### EXCERPTED RECORDS

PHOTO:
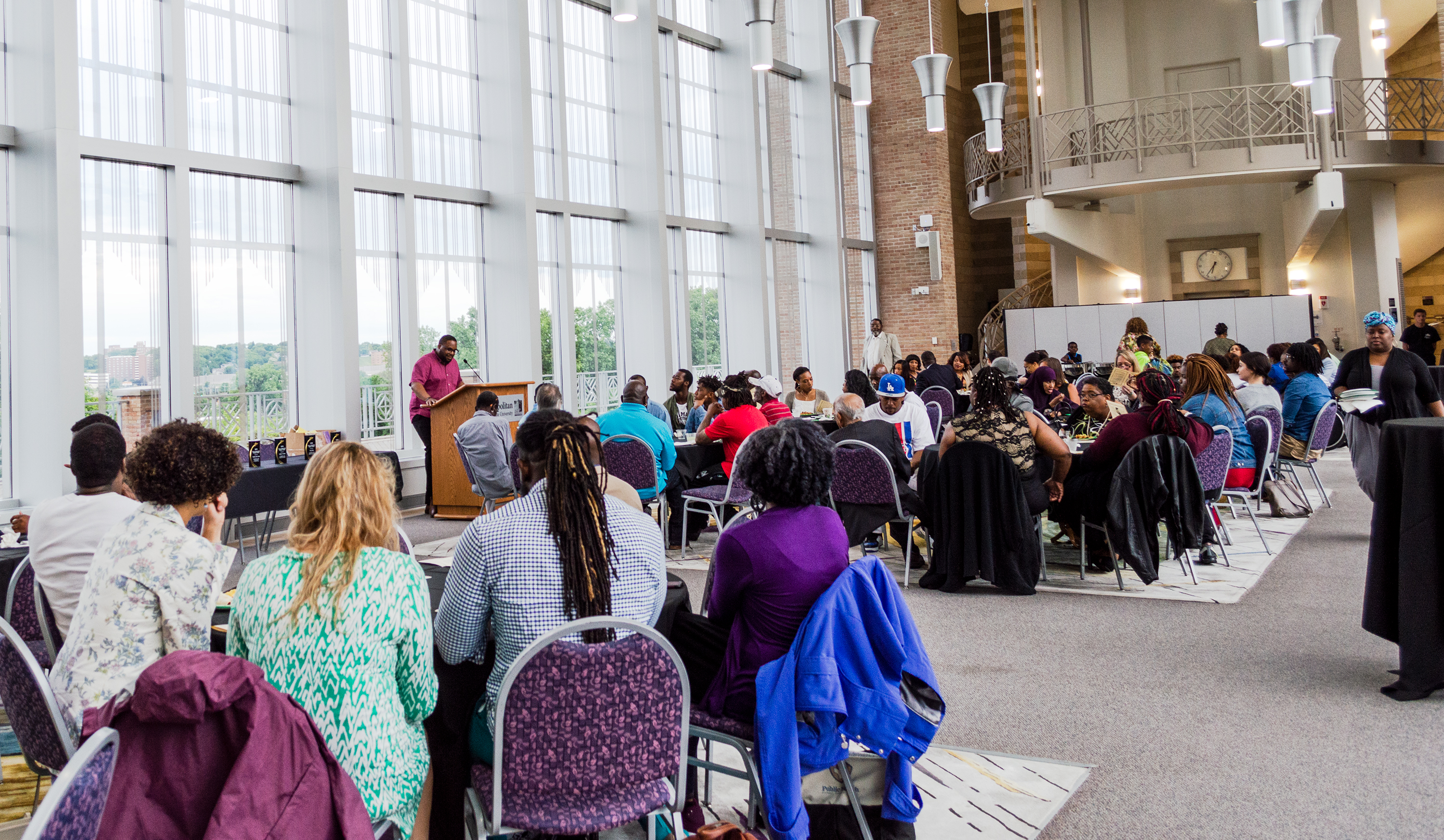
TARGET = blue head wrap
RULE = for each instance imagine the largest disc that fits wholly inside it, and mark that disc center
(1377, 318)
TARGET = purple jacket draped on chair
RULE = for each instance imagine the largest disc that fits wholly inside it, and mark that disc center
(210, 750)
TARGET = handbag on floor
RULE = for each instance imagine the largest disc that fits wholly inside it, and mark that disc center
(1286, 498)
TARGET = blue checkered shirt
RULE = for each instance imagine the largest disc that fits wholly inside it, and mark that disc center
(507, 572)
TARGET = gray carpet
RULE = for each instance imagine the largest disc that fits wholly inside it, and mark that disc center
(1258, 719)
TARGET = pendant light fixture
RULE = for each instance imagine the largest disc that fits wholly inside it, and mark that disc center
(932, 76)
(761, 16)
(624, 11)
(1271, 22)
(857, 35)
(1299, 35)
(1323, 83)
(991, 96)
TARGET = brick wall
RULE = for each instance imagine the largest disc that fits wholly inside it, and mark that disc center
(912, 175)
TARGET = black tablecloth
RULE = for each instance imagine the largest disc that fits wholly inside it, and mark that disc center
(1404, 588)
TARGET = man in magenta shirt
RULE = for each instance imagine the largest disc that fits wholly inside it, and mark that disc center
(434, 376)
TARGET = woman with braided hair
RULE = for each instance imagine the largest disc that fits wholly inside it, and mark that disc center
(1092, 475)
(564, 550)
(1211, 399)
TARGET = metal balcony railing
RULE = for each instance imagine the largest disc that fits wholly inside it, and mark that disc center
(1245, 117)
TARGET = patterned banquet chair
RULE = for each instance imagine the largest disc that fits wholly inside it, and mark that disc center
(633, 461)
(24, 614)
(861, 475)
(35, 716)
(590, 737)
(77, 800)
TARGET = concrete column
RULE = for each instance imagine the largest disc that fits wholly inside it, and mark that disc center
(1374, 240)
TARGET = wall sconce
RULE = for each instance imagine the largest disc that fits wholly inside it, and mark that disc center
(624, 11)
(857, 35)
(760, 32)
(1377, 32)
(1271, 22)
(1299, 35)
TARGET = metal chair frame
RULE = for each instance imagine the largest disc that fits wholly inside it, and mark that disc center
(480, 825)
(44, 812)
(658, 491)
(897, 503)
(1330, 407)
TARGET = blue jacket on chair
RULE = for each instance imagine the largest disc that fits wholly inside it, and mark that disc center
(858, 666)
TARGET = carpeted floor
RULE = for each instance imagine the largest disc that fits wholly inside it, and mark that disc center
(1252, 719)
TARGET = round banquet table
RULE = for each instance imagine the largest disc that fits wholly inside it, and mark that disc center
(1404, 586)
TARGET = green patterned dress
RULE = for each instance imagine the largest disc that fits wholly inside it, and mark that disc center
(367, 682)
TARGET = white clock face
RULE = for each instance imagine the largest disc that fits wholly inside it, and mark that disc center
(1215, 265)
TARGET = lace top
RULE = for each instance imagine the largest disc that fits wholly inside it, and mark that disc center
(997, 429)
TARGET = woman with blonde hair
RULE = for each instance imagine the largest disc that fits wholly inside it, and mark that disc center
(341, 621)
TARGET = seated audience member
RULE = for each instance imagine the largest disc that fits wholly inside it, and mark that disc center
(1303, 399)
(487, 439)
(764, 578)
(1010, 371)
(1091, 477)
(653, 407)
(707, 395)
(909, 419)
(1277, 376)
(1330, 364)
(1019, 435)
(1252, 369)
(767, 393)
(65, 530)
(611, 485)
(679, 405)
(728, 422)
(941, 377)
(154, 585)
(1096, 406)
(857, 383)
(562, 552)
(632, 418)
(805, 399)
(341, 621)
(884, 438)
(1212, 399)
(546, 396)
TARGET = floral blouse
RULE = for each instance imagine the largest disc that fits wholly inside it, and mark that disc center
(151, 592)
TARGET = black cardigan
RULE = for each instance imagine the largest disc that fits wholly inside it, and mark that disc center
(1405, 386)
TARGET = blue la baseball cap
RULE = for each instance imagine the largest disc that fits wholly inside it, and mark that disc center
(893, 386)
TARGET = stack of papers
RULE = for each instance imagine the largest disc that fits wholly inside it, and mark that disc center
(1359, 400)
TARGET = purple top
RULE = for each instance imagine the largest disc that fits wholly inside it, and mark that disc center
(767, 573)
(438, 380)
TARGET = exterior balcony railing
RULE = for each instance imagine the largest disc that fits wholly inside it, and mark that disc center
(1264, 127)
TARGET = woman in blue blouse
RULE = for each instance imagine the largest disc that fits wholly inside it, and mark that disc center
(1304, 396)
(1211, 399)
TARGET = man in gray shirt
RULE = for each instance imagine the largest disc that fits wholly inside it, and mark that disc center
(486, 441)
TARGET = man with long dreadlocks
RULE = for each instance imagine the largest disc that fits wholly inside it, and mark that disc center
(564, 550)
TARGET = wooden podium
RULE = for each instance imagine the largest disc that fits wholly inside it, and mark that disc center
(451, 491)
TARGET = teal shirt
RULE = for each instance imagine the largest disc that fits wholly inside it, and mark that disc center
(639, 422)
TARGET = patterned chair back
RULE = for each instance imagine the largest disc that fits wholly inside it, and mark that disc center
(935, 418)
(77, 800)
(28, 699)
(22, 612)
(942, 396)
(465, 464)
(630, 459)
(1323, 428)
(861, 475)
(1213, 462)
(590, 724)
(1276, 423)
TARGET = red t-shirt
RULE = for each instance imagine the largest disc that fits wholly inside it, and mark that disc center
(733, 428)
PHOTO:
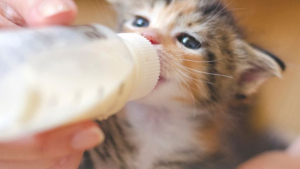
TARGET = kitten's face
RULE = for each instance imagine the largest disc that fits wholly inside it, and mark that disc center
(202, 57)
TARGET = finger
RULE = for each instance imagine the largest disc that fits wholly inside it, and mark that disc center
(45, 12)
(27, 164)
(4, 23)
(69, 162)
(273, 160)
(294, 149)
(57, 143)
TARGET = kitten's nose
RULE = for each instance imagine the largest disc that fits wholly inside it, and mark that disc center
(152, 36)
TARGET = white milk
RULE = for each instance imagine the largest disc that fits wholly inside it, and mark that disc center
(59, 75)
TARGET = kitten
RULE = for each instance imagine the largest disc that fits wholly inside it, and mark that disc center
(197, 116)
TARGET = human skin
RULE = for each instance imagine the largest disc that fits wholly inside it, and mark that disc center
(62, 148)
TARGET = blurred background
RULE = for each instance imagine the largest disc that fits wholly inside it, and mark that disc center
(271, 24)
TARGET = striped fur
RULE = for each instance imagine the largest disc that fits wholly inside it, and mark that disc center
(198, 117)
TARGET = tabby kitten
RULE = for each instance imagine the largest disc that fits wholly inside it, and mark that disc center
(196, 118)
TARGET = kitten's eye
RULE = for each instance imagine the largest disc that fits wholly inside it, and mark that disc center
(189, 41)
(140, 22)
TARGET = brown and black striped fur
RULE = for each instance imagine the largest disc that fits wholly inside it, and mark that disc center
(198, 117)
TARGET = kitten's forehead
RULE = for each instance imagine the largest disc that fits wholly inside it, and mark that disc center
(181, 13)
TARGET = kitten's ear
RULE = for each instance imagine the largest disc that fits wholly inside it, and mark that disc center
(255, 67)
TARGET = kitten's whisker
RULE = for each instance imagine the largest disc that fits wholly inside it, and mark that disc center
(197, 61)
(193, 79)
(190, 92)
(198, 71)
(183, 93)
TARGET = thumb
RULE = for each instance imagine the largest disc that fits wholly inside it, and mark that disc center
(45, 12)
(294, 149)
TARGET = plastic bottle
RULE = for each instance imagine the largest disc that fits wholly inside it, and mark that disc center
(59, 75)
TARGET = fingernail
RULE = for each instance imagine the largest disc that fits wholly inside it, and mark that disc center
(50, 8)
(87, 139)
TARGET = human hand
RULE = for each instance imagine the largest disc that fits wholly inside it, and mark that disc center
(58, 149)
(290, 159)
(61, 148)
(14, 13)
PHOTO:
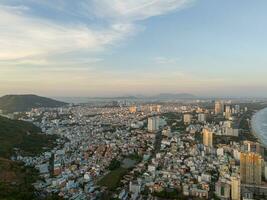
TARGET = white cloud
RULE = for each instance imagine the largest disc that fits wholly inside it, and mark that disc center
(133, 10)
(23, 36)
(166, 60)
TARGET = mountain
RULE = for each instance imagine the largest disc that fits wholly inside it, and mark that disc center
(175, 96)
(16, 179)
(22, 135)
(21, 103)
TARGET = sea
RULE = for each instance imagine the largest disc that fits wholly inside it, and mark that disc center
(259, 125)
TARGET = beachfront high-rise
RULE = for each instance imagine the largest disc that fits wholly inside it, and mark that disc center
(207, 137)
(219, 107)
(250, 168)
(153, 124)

######
### EXCERPTED RECORDS

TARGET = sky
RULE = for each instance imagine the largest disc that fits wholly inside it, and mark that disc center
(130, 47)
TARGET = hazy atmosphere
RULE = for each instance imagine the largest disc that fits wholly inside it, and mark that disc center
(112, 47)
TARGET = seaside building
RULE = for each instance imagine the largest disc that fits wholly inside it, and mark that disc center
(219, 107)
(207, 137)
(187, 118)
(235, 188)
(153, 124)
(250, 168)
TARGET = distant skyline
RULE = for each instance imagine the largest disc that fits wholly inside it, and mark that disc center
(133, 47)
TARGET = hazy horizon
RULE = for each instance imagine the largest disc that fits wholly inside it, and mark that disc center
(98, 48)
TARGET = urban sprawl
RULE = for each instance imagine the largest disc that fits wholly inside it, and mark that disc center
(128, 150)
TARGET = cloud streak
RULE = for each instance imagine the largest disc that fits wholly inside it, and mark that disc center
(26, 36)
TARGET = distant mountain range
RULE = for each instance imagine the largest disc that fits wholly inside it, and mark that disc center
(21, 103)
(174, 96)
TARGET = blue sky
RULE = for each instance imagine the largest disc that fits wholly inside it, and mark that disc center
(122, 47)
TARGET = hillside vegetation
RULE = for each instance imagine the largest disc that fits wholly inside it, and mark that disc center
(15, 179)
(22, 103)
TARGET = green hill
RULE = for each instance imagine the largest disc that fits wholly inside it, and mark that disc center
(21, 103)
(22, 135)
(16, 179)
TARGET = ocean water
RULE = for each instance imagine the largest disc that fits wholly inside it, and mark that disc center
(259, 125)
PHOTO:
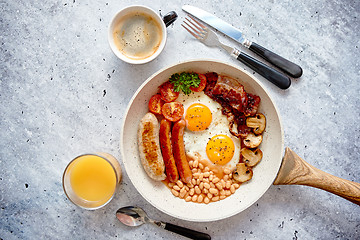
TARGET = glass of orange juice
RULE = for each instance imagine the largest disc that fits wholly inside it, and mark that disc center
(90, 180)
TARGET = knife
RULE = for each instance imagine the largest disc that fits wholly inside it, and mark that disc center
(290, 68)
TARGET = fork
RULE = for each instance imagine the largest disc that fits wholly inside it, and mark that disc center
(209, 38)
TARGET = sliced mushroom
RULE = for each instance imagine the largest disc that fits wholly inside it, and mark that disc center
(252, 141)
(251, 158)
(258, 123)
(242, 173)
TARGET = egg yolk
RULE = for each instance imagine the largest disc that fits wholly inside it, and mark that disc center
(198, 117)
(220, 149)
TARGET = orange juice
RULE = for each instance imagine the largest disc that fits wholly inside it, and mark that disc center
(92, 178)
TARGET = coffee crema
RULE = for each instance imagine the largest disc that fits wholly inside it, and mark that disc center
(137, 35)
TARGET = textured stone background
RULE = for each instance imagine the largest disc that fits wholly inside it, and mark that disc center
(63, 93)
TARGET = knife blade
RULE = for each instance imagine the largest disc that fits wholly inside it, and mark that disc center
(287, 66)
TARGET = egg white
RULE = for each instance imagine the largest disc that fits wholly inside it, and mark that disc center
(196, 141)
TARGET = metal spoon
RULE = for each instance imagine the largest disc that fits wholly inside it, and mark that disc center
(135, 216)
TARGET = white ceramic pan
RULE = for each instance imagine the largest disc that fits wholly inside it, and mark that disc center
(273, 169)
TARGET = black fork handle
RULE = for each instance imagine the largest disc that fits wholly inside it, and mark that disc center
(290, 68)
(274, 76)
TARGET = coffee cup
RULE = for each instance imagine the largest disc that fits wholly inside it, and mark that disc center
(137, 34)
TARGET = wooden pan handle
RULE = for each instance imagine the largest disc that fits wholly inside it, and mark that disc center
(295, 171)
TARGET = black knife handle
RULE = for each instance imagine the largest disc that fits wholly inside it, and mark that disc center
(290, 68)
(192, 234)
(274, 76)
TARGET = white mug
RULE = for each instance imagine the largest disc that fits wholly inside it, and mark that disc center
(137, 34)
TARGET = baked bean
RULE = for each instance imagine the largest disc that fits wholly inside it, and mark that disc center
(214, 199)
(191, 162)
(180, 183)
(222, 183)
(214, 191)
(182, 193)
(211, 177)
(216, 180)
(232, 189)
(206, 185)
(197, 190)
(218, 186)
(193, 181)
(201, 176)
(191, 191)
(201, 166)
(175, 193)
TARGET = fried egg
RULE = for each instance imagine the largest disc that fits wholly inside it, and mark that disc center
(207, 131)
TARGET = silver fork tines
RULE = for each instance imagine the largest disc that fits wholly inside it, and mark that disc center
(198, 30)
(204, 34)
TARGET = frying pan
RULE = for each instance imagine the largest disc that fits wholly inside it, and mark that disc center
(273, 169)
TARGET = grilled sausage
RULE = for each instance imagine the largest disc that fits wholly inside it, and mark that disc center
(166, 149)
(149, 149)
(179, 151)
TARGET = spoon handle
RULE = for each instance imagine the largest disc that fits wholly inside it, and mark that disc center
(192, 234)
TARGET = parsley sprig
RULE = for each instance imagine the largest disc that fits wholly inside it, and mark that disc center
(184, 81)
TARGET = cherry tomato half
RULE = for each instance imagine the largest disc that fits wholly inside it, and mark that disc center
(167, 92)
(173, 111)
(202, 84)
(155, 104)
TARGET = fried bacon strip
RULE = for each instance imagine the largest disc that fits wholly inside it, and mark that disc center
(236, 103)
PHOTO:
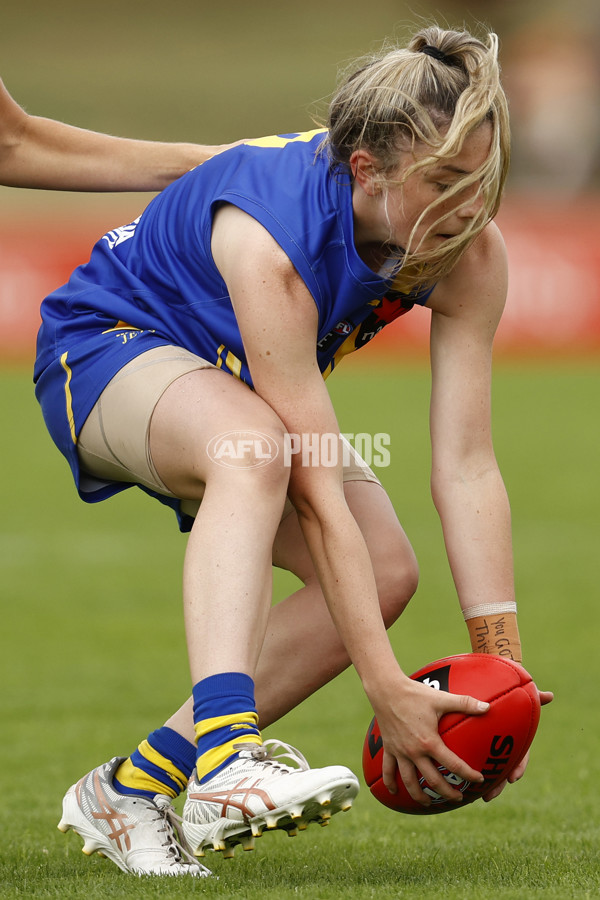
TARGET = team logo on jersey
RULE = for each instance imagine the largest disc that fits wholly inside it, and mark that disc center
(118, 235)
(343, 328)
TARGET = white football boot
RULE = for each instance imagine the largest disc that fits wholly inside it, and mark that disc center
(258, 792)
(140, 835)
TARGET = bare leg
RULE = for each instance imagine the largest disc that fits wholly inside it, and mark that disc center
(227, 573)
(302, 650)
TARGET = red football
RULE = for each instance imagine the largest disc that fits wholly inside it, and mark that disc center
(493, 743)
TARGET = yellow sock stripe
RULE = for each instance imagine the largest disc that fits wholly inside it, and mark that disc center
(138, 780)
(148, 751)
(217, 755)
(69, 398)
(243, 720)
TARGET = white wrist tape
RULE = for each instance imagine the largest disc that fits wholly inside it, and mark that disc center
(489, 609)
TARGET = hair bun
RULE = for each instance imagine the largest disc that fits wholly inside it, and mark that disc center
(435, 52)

######
### EXCERPTED RECORDS

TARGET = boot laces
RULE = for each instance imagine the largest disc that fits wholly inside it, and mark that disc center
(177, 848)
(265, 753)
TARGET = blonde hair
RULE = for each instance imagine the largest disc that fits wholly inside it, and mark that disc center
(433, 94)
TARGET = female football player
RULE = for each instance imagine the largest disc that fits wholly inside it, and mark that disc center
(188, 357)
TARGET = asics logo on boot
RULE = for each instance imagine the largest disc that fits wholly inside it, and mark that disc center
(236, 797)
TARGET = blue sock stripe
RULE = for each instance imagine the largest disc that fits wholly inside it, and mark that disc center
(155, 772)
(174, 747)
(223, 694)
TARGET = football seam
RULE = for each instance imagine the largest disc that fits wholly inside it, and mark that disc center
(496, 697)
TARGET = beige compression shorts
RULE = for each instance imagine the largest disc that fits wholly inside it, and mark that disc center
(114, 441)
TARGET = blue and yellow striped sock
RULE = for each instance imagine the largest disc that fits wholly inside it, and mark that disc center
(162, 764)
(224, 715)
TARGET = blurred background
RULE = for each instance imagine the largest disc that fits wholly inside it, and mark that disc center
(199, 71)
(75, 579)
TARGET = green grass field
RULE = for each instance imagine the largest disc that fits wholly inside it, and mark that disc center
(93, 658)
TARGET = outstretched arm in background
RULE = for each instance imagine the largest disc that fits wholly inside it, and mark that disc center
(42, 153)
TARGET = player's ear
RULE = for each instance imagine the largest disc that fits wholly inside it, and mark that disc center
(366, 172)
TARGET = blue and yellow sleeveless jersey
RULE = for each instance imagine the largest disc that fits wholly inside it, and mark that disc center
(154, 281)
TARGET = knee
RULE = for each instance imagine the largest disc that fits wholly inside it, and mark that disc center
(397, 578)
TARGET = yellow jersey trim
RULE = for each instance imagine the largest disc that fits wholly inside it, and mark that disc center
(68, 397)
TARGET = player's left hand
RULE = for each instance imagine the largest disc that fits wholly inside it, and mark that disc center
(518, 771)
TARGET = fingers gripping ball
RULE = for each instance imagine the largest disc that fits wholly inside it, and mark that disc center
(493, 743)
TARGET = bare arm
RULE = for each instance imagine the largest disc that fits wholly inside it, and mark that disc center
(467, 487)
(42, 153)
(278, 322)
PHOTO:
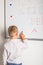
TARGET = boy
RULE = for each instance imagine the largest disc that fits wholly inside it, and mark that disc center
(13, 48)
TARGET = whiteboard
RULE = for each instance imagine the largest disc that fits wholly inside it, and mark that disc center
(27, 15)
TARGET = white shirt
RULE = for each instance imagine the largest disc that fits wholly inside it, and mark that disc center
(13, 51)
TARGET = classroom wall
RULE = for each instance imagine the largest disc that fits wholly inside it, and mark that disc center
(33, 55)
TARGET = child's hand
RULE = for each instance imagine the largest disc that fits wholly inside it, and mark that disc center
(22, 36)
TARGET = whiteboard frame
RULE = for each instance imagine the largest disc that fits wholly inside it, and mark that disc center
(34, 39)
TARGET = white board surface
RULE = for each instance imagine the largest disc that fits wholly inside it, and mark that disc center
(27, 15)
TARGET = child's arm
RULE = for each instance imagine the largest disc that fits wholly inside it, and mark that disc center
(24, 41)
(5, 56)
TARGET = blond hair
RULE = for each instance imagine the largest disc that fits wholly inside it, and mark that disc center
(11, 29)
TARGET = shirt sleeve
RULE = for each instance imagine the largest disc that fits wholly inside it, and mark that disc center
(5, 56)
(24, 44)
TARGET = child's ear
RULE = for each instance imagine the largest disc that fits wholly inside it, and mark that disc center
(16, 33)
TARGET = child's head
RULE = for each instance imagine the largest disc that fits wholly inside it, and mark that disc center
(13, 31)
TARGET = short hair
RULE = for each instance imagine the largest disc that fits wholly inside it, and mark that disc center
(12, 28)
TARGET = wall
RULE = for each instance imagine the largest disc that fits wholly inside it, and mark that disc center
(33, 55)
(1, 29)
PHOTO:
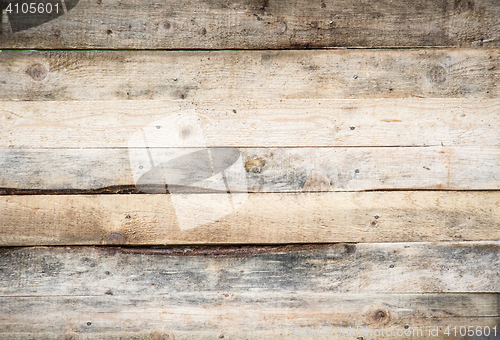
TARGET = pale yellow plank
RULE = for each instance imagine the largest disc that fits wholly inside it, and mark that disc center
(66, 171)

######

[STATED PROBLEM] Return every line of the data above that contains the word "fried".

[SOLUTION TO THE PROBLEM]
TARGET = fried egg
TARGET = fried bacon strip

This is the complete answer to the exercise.